_TEXTO MOSTRADO:_
*****

Hugo Viciana & Mina Kleiche-Dray (Institut de Recherche pour le Développement, Centre Populations et Développement, IFRIS)
La concesión, este último año, del premio medio ambiental Goldman a la hondureña Berta Cáceres y del premio Martin Ennals de derechos humanos a la mexicana Alejandra Ancheita ha permitido subrayar, una vez más, la aparente colisión entre derechos humanos fundamentales y visiones del desarrollo económico que sufren comunidades locales y poblaciones migrantes en Latinoamérica que a menudo se ven afectadas por grandes proyectos estatales o de empresas transnacionales. Un choque de trenes entre lo local y lo transnacional que es si cabe más agudo en el ámbito de los conflictos medioambientales.

*****

_CONJUNTO DE DATOS:_
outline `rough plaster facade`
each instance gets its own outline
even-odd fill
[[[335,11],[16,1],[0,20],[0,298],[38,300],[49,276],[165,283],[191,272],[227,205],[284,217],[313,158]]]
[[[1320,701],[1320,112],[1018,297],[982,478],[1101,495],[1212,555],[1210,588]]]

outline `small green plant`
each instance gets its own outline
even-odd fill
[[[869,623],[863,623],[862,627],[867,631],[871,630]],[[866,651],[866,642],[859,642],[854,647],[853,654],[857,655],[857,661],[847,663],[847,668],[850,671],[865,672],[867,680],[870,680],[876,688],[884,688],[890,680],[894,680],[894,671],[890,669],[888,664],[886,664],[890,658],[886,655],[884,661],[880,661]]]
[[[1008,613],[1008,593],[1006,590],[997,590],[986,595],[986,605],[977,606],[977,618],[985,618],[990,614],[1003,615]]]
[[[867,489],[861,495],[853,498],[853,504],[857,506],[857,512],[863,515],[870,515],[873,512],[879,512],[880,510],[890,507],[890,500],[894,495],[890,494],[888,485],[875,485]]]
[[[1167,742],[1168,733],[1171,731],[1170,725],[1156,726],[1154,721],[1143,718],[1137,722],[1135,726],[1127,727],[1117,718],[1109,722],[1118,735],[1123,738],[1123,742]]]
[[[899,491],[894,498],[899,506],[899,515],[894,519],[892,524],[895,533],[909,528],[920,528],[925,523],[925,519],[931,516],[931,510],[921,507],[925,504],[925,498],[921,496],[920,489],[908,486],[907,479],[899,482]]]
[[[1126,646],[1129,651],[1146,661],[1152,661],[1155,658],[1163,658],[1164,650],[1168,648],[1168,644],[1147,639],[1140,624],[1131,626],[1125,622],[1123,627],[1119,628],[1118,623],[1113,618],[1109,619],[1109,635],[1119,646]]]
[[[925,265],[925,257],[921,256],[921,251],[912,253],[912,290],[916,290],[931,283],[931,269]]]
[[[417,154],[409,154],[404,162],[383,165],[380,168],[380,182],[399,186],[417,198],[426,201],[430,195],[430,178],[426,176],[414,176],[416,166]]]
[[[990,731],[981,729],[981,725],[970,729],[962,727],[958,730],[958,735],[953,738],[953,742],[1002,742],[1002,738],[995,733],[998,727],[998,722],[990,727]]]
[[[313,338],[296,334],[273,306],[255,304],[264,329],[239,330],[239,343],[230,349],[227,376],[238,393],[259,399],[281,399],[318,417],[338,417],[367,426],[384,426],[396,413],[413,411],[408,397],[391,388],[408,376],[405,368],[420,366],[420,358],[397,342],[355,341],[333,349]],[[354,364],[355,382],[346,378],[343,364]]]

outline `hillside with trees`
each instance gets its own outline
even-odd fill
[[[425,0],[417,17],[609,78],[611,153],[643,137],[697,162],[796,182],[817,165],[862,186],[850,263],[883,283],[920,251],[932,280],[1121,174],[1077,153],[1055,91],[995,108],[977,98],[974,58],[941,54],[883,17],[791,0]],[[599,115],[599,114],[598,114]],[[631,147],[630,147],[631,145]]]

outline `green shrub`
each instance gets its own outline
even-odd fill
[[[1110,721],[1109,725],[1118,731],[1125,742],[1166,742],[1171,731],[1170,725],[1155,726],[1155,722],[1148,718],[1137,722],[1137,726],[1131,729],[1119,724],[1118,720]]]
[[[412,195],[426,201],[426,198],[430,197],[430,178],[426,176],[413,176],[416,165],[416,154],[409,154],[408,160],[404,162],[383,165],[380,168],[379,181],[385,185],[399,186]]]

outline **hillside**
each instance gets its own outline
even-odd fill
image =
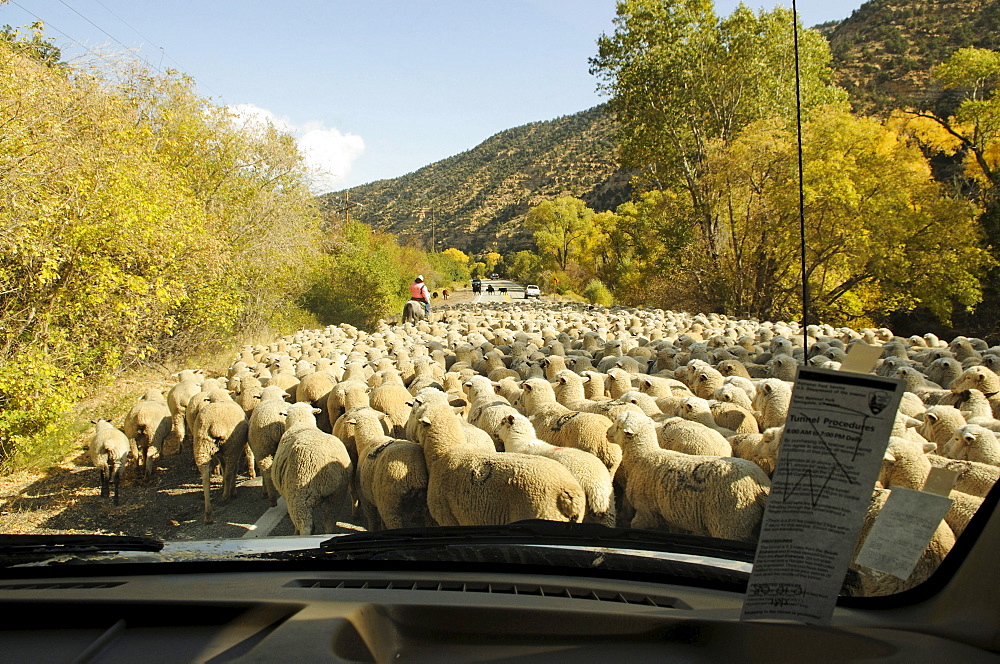
[[[830,40],[834,78],[857,112],[917,106],[947,114],[954,97],[934,85],[931,68],[963,46],[1000,49],[1000,0],[870,0],[815,28]],[[425,249],[432,237],[438,249],[527,249],[522,222],[542,200],[571,194],[596,210],[628,200],[630,174],[617,167],[614,134],[614,121],[598,106],[502,131],[408,175],[327,194],[322,203],[337,210],[349,195],[364,205],[352,208],[356,218]]]
[[[597,210],[628,200],[629,176],[617,167],[614,123],[602,106],[502,131],[478,146],[418,171],[333,192],[329,208],[350,195],[352,216],[401,242],[466,252],[530,248],[528,209],[561,195]],[[432,230],[433,226],[433,230]]]
[[[870,0],[826,34],[856,111],[948,113],[952,97],[930,70],[958,48],[1000,48],[1000,0]]]

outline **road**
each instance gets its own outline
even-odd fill
[[[488,293],[487,288],[493,286],[494,292]],[[506,288],[506,293],[500,289]],[[505,279],[483,279],[483,292],[472,294],[472,304],[488,304],[490,302],[512,302],[524,299],[524,284]]]

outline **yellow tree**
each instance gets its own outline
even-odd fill
[[[915,145],[838,107],[814,114],[804,144],[806,276],[821,320],[868,323],[920,306],[947,321],[954,305],[979,302],[991,260],[978,209],[947,195]],[[709,158],[727,238],[713,289],[728,313],[800,311],[794,149],[794,131],[770,120]]]

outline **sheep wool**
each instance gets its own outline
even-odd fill
[[[347,448],[316,426],[316,411],[307,403],[285,409],[285,432],[271,464],[271,478],[288,503],[288,515],[299,535],[312,535],[314,510],[323,509],[323,529],[332,531],[353,511],[354,466]]]
[[[132,456],[139,472],[148,479],[170,435],[170,408],[163,393],[155,388],[148,390],[129,410],[122,428],[132,441]]]
[[[745,459],[660,449],[653,420],[623,413],[608,430],[623,451],[633,528],[666,528],[752,542],[771,482]]]
[[[439,525],[583,519],[583,488],[556,461],[469,446],[461,419],[441,402],[426,404],[419,424],[429,474],[427,505]]]

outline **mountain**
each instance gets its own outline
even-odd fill
[[[1000,48],[1000,0],[869,0],[824,33],[834,80],[855,111],[947,114],[956,97],[931,80],[931,68],[962,47]]]
[[[478,146],[408,175],[321,196],[401,243],[467,253],[529,249],[523,221],[543,200],[572,195],[595,210],[614,209],[631,194],[618,168],[614,121],[597,106],[555,120],[507,129]]]

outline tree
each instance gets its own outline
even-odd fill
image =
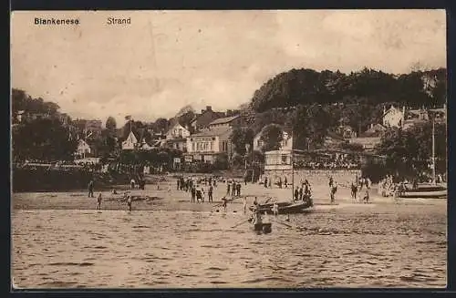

*****

_EJERCICIO BREVE:_
Según el texto mostrado, ¿qué ha permitido subrayar una vez más la aparente colisión entre derechos humanos fundamentales y visiones del desarrollo económico? Explícalo en una a tres oraciones. Basa tu respuesta solo en el texto.

_SOLUCIÓN DEL EJERCICIO:_
Lo ha permitido la concesión, este último año, de dos premios. El premio medioambiental Goldman fue para la hondureña Berta Cáceres y el premio Martin Ennals de derechos humanos, para la mexicana Alejandra Ancheita.